>> begin RECORDED INFORMATION

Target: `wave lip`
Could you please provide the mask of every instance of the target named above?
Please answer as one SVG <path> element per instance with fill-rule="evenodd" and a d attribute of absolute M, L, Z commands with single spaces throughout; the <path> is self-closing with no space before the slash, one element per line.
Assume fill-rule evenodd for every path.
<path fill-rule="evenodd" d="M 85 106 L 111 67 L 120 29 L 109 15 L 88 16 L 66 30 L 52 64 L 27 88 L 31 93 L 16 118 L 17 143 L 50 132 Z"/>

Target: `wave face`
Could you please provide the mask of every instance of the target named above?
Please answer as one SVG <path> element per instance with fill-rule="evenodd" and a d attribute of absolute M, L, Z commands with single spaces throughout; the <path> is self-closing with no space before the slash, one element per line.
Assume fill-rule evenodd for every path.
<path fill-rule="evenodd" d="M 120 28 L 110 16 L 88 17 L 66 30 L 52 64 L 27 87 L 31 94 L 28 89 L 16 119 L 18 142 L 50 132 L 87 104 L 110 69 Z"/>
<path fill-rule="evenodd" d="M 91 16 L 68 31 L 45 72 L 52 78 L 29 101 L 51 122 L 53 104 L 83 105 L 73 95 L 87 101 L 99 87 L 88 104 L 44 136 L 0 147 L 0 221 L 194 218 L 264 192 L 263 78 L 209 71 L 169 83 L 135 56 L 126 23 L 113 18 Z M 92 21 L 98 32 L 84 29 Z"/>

>> end RECORDED INFORMATION

- _STATED PROBLEM_: Convert the listing above into a two-column CSV with the header columns instruction and output. Give one row per request, with the full request text in instruction and its answer in output, each in one quoted field with line breaks replaced by spaces.

- _ANSWER IN FULL_:
instruction,output
"Target: `wave lip` Could you please provide the mask of every instance of the target named above? Please answer as one SVG <path> element per instance with fill-rule=""evenodd"" and a d attribute of absolute M, L, Z commands with single spaces throughout; the <path> is self-closing with no space before the slash, one element per line. Assume fill-rule evenodd for every path.","<path fill-rule=""evenodd"" d=""M 85 106 L 111 67 L 120 29 L 109 15 L 88 16 L 66 30 L 52 64 L 27 88 L 31 93 L 16 118 L 17 143 L 50 132 Z""/>"
"Target: `wave face` Could you please provide the mask of every instance of the target named above? Please answer as one SVG <path> element per instance with fill-rule=""evenodd"" and a d attribute of absolute M, L, Z commands with single spaces throughout; the <path> is self-closing with no space before the slash, one element per line. Assume fill-rule evenodd for every path.","<path fill-rule=""evenodd"" d=""M 120 28 L 110 16 L 88 17 L 66 30 L 52 64 L 27 87 L 31 94 L 28 89 L 16 119 L 18 142 L 50 132 L 87 104 L 110 69 Z""/> <path fill-rule=""evenodd"" d=""M 91 16 L 68 31 L 45 72 L 52 78 L 29 101 L 51 122 L 53 104 L 83 105 L 73 95 L 87 101 L 99 87 L 88 104 L 44 136 L 0 147 L 0 221 L 194 218 L 264 192 L 263 78 L 209 71 L 169 83 L 135 56 L 126 23 L 113 18 Z M 92 21 L 98 32 L 84 29 Z""/>"